**Given problem**
Convert the data from the line containing "Question. For each instance of the electrical" through the last line into a Markdown table with the columns Row and Line. Give each nonblank line its own row number.

**Dataset records**

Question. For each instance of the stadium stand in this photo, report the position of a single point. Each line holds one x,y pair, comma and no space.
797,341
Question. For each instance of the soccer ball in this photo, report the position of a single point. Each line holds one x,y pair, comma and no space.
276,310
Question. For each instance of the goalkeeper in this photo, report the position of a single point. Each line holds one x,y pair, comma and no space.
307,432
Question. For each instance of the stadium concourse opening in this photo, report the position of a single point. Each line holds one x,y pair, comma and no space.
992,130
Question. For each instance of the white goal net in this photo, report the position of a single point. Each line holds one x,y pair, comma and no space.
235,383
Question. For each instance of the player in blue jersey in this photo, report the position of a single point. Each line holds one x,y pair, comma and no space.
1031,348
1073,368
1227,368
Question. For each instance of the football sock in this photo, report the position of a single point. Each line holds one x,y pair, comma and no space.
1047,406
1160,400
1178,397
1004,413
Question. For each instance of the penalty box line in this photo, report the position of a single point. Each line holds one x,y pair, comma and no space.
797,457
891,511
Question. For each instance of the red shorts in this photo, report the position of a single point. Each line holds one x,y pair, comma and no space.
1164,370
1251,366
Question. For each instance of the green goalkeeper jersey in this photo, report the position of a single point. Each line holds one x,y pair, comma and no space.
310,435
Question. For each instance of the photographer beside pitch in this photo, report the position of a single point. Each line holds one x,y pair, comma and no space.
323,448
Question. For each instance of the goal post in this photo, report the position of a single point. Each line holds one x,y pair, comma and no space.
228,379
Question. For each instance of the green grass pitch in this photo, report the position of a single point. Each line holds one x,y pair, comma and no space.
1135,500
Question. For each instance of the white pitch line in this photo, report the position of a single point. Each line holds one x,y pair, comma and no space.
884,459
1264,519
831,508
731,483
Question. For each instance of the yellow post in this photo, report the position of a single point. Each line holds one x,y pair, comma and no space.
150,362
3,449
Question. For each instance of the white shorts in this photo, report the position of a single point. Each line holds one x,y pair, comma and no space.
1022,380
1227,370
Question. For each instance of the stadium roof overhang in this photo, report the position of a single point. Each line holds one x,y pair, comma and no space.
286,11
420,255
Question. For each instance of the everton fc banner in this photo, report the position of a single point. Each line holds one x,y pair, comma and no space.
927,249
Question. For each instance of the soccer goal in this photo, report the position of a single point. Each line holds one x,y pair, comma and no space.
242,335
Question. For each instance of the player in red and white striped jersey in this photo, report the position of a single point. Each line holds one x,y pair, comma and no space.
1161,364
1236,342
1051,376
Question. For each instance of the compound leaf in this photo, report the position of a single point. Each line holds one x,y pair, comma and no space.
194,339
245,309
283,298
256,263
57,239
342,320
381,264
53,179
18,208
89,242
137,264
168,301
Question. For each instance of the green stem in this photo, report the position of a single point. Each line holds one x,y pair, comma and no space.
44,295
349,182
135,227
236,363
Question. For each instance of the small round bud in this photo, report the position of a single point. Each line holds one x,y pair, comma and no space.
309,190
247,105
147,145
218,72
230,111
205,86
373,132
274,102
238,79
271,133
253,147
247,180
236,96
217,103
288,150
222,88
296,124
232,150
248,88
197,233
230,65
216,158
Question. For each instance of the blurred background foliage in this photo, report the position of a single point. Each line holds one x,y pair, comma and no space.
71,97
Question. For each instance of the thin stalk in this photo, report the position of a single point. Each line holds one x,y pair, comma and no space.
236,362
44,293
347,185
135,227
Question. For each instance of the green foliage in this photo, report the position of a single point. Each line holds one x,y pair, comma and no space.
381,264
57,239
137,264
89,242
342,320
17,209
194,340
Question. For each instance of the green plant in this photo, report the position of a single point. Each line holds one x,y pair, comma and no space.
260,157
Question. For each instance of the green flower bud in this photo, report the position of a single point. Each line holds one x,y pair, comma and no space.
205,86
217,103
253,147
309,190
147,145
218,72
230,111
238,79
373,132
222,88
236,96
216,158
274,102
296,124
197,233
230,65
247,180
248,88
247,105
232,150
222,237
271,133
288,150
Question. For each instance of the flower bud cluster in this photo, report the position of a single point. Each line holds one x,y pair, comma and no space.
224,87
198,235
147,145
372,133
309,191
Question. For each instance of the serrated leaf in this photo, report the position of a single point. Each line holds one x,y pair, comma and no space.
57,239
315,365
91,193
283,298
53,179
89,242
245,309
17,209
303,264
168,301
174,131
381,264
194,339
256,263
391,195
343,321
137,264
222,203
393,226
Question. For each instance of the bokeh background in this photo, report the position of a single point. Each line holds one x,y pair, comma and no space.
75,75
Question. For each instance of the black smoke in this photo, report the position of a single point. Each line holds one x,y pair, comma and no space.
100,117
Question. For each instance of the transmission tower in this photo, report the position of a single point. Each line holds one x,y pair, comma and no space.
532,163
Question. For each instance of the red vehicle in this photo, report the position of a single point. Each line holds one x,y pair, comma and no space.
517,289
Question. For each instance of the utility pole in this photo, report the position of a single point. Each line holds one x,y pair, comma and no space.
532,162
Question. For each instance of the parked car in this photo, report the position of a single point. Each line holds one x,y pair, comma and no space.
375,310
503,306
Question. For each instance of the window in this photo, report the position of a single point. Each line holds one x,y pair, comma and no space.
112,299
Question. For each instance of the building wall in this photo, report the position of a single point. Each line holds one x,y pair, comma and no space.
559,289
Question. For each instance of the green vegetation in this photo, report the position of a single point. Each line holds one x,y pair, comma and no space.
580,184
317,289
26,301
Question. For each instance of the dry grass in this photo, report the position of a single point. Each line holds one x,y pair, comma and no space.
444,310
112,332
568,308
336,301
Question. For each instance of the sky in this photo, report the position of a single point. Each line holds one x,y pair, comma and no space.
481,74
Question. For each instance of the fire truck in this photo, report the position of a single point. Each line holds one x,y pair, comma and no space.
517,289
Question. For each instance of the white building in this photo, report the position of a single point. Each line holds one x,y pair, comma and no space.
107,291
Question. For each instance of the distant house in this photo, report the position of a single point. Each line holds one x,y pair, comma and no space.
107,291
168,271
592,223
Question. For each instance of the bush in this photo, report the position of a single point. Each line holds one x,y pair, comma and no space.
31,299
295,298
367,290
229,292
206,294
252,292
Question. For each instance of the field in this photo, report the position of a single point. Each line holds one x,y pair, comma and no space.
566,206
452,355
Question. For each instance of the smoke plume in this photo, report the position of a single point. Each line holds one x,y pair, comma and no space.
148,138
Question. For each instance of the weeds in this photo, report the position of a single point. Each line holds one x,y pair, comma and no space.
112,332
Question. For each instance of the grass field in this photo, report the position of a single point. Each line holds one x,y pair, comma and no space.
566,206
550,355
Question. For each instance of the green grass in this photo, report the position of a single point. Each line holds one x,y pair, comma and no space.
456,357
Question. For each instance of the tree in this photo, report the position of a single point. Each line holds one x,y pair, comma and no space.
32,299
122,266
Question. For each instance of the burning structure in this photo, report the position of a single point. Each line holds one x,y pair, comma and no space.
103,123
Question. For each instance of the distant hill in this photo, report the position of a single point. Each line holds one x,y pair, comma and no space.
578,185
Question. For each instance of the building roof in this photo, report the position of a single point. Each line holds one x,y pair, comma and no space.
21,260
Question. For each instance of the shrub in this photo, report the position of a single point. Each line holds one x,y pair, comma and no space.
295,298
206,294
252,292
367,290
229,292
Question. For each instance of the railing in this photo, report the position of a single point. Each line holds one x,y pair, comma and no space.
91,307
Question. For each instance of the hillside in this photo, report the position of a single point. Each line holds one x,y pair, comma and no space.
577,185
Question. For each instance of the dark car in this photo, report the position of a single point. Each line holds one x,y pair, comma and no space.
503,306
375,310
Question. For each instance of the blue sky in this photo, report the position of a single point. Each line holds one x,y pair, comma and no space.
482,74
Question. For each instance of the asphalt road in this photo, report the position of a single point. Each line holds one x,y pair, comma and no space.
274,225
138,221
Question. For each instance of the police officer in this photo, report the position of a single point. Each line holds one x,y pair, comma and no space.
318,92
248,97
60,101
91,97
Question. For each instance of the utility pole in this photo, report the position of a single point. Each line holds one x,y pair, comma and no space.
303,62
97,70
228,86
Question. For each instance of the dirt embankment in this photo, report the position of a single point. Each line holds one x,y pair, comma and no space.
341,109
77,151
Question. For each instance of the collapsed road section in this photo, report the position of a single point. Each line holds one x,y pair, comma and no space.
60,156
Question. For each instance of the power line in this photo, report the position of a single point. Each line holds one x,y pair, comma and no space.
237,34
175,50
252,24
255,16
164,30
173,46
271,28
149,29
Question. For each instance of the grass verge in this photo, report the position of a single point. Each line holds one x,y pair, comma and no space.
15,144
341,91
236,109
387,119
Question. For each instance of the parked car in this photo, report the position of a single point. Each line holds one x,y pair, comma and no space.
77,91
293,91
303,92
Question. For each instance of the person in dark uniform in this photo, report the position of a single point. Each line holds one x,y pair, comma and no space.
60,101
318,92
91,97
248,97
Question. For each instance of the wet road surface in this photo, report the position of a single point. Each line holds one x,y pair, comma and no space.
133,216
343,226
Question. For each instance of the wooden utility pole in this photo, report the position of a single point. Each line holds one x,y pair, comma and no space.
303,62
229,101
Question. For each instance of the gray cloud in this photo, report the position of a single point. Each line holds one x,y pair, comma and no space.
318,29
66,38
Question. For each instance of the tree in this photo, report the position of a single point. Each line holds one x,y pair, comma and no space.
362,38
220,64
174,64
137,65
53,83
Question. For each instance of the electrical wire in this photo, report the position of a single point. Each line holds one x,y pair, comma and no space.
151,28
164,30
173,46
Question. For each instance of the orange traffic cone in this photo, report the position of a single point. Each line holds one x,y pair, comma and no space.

**Solution to this problem**
| Row | Line |
|---|---|
| 1 | Question. For each instance of the electrical wire in this photo, report the position of a single point. Each line holds one x,y pair, comma and no space. |
| 2 | 151,28 |
| 3 | 164,30 |
| 4 | 173,46 |
| 5 | Question. For each instance of the orange traffic cone in this photo, report the position of a single point. Each line holds one x,y pair, comma and no space. |